- What to do -
Without any of the pictures, transcribe all the lines below exactly.

○ ○ ○

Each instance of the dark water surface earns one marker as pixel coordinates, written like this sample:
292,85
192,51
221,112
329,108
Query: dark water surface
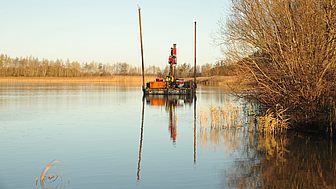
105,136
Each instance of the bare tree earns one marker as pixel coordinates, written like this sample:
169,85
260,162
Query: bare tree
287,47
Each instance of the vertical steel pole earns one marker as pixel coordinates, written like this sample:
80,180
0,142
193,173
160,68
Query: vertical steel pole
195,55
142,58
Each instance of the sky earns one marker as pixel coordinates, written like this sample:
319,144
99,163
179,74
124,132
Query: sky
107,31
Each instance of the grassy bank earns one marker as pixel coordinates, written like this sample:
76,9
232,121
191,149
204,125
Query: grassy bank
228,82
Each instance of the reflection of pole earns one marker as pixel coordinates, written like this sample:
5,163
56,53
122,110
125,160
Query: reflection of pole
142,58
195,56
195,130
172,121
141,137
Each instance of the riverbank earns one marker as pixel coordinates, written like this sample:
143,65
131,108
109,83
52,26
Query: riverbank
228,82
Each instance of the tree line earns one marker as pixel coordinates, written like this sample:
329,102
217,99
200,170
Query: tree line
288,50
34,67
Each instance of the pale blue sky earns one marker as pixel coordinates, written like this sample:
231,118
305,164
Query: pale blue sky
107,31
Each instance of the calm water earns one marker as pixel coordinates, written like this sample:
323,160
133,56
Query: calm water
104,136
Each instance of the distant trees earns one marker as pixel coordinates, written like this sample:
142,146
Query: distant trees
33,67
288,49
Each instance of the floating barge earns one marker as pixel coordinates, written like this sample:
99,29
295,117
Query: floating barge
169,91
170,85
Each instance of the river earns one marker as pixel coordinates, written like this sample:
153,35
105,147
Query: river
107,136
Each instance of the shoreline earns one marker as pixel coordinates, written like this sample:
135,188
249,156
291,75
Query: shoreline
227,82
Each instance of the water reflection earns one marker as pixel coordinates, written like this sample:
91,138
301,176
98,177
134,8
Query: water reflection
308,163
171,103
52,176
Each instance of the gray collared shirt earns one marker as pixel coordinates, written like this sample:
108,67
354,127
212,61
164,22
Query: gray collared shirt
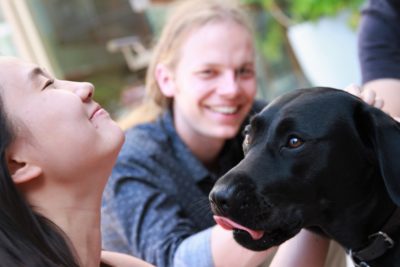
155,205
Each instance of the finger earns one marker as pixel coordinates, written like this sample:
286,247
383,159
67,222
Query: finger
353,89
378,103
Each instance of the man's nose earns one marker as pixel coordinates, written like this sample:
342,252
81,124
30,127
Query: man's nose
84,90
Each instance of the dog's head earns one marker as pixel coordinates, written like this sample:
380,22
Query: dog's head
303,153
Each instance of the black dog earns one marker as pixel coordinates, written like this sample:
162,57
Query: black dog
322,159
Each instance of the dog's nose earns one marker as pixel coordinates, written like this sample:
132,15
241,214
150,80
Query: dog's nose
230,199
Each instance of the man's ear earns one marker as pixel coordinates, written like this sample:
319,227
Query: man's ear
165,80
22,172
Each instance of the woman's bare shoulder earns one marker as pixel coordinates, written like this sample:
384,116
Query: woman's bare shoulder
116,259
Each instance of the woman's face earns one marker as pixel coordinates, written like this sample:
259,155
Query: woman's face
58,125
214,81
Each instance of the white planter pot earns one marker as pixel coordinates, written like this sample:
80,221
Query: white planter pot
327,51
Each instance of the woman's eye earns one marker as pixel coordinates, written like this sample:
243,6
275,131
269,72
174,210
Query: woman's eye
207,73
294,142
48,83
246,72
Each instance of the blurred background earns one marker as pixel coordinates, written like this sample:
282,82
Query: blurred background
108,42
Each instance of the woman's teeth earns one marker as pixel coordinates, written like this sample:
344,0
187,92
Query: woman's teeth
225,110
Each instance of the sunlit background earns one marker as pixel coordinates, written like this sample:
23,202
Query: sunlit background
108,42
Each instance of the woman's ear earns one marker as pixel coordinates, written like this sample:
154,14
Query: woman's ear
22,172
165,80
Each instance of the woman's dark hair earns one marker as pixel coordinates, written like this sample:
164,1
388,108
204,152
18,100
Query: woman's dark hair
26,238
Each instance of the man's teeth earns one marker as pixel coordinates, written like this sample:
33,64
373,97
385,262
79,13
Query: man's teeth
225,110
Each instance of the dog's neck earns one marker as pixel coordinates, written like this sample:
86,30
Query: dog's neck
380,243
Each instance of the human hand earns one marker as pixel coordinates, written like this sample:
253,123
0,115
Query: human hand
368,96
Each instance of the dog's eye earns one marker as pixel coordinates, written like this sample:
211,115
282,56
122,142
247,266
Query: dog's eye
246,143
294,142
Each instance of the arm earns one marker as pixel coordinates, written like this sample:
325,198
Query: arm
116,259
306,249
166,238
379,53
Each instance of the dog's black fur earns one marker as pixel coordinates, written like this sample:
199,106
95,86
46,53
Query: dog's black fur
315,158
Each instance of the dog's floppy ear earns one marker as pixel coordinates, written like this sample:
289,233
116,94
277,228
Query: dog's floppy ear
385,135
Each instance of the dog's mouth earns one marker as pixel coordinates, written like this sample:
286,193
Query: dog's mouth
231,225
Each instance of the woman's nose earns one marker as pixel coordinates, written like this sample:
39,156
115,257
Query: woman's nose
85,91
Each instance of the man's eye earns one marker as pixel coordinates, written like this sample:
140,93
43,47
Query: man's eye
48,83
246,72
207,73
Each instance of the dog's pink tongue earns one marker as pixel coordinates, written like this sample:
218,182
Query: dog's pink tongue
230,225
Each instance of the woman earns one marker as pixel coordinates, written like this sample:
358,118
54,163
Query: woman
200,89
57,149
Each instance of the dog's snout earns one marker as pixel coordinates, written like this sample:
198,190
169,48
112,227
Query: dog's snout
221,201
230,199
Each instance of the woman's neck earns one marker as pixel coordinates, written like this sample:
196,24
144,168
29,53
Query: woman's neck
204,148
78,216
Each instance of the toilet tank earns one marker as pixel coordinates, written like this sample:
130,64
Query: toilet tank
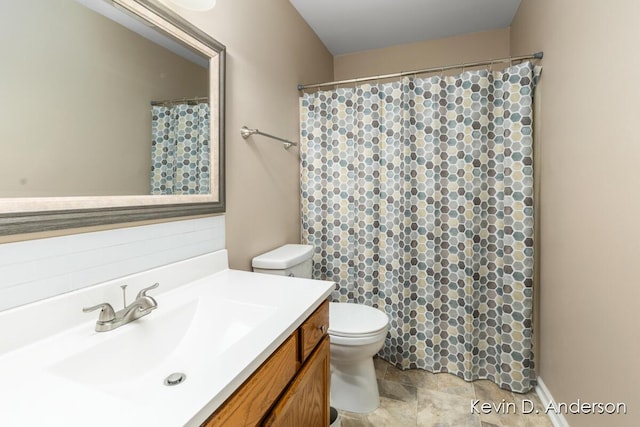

○ ○ ○

- Answer box -
Each instance of the dark water surface earns one marker as pixel coordinates, written like this sample:
292,85
192,51
221,112
329,108
Query: dark water surface
105,136
Each instance of the bare tree earns one marker as pixel coordinates, written like this sample:
169,85
260,162
Query: bare tree
287,47
Each instance of the vertical steel pole earns one marker as pixel coordinates, written like this sample:
80,180
0,142
193,173
160,68
Query: vertical steel pole
195,55
142,58
Each instance of the sky earns one marker as pixel coordinates, written like this sample:
319,144
99,163
179,74
124,132
Query: sky
107,31
Each instance of the grassy bank earns one marker as pixel coordinates, written like this sample:
76,9
232,121
191,149
204,125
Query: grassy bank
228,82
Each instance of the reflection of pole earns one marker as pixel coordinates, written like this sample:
5,163
56,53
122,110
125,160
Query: reflection of pole
142,58
195,56
195,130
172,121
141,137
Each instance of the riverbank earns one marker as pixel coordinates, written like this sample:
143,65
131,108
109,83
52,26
Query: riverbank
228,82
Each instance of the tree line earns one marker as pixel coordinates, written like this sample:
329,102
217,99
200,170
Query: tree line
288,50
34,67
Each instance of the pale blue sky earns one marker as pixel coordinates, written like this sample:
231,118
305,164
Query: pale blue sky
107,31
Each instance of the calm water earns one marker as pixel coordinates, written like this sample:
323,160
133,56
Query: calm water
104,136
Each instance of the distant trees earns one marker as pixel coordinates, written like this sample:
142,146
Query: distant trees
33,67
288,49
Each instance of the floating barge earns one marker as pixel coordinates, written like this sample:
99,29
295,117
Query: floating barge
169,91
170,85
Each instance of the river earns one marker as pixel coordinates, written like this sample:
153,35
105,147
Query: river
107,136
Each instance of the shoreline earns one marker as pixel coordinates, written like this sample:
135,188
249,156
291,75
Query: shoreline
227,82
Each instance of the water reflection earns one marker as pixel coordinates, written like this sample:
91,138
301,176
98,177
134,8
Query: water reflection
308,163
171,103
52,176
Each instance of the gray collared shirt earns one marker as pixel coordinates, written like this sample:
108,67
354,127
212,61
164,22
Query: gray collared shirt
155,205
Each instance of the finger earns one marker as pixel coordinates, written like this sample:
286,247
383,159
67,222
Query: finger
353,89
378,103
Each instance of the man's nose earns one marker as pixel coordinates, written like this sample:
342,252
81,124
30,127
Query: man's nose
84,90
Each instance of the dog's head earns one marker as pixel coordinates, written like this sample:
380,22
Query: dog's head
303,153
Each instance of the black dog earns one marker as pixel coordinates, written like this sample:
162,57
Query: black dog
322,159
Each instance of the dog's nose earns one marker as pixel coordinates, written like this sample:
132,15
241,214
150,80
Query: dog's nose
230,199
Each instance of the man's ear earns one marker as pixel coordinates, written like this sample:
319,227
Query: man's ear
165,80
22,172
Each instance of the woman's bare shoulder earns one marker as pixel coordinates, written like this sample:
384,116
Query: woman's bare shoulder
116,259
Each instance of the woman's face earns one marker as pixel coordinates, written like this sample:
259,155
Query: woman's face
58,125
214,81
Each instance of the white planter pot earns one marker as pixel coordinates, written like this sample:
80,221
Query: white planter pot
327,51
Each instance of the woman's eye earns one marker as pixel coordinates, written like this sample:
243,6
275,131
269,72
174,210
Query: woman's eye
207,73
294,142
48,83
246,72
Each instance of the blurred background earns one marker as pixel coordinates, written like this sample:
282,82
Query: blurred background
108,42
Each instance of the woman's teeth earns one marker as pixel coordinates, written like this sample:
344,0
187,92
Query: woman's teeth
225,110
Each instance of the sunlit background earns one marker as pixel coordinates, written like this sample:
23,202
Query: sunlit background
108,42
Each instance of the woman's ear earns one marker as pixel coordinates, written like this sample:
154,14
Query: woman's ear
22,172
165,80
Each instance of the woman's dark hair earns one marker as pixel coordinates, written like this sample:
164,1
388,108
204,152
18,100
Query: woman's dark hair
26,238
Each instance of the man's teeth earns one marker as pixel coordinates, written like this sample:
33,64
373,97
385,262
79,13
Query: man's teeth
225,110
Each instance of the dog's neck earns one marker as pixel coordinates, written like this sample:
86,30
Query: dog's neck
380,243
Each instance of the human hand earns one marker as pixel coordinates, written like this sample:
253,123
0,115
Query: human hand
368,96
Each instance of the dog's eye earns one marker as pixel coordinates, written like this sample:
211,115
282,56
122,142
247,266
Query: dog's eye
246,143
294,142
Each instance of the arm earns one marker as pixel coordinates, written like this sample:
325,198
Query: arm
116,259
306,249
166,238
379,53
Each instance of the dog's black fur earns one marker as pixel coordinates, written like this sample:
199,106
95,86
46,53
Query: dog's black fur
315,158
Each instance of the dog's floppy ear earns one marker as pixel coordinates, written like this sample:
289,233
116,94
277,228
Query: dog's floppy ear
385,135
Each instance of the dog's mouth earns one marker as pixel coordinates, written like this sample:
286,193
Query: dog's mouth
231,225
Each instance of the woman's nose earns one marker as pixel coordinates, written like this sample:
39,156
115,257
Query: woman's nose
85,91
Each instance of the man's eye earns one marker as pixel coordinates, written like this sample:
140,93
43,47
Query: man's eye
48,83
246,72
207,73
Each instance of the dog's pink tongue earns one marker as pixel coordinates, written like this sample:
218,182
Query: dog's pink tongue
230,225
Each instance of the woman earns one marker as pixel coordinates, written like this sample:
358,118
54,163
Query: woman
200,89
57,149
Each instance of the dog's snout earns one marker as pixel coordinates, written like this sample:
198,190
169,48
112,227
Query: dog's snout
221,201
230,199
Each instance of the woman's neck earns one marker as pixel coordinates, written like this sample:
196,24
144,168
29,53
Query: woman's neck
204,148
78,216
Each instance of the toilet tank earns one marker as pixel coordinates, written like this sample:
130,64
Query: toilet tank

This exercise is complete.